===== Data listing
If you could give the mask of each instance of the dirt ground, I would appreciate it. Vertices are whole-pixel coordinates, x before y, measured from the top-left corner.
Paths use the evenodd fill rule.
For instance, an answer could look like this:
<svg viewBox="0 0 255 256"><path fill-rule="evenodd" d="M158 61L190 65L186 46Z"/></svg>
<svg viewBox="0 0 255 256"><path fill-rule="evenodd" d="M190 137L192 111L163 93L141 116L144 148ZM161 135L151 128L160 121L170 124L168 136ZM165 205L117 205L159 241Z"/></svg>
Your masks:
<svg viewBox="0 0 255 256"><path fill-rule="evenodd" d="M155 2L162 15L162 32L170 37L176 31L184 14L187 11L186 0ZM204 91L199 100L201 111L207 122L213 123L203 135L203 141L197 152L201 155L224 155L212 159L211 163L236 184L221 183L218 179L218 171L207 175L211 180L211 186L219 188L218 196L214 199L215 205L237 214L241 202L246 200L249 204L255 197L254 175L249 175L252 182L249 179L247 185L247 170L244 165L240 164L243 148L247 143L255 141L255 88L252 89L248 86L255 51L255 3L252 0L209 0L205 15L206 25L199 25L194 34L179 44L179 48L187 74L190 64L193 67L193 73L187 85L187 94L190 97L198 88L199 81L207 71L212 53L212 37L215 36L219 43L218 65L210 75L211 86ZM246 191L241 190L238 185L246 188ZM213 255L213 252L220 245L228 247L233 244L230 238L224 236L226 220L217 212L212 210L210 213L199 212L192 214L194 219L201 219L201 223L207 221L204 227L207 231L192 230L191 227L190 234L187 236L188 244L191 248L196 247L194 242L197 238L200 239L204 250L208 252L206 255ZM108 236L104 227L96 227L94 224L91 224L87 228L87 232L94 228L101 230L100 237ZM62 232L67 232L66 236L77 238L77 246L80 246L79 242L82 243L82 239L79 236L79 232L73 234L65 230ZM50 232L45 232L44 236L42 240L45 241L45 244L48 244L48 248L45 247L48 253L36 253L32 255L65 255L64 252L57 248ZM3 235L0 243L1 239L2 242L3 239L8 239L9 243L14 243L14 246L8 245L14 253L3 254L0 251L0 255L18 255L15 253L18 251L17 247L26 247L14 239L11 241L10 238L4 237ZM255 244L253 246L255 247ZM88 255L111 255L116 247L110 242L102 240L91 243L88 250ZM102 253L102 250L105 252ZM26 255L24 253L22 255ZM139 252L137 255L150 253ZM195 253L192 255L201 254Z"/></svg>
==========
> _Objective_
Rewrite only the stretch of lines from the first one through the line containing "For instance, an", with "dirt ground" changed to "gravel path" and nothing else altered.

> _Output for this task_
If you could give the mask of each instance of the gravel path, I would appreciate it. Vertices are whole-pixel coordinates, x before y, measured from the top-left corner.
Paths use the evenodd fill rule.
For instance, an answer could look like this:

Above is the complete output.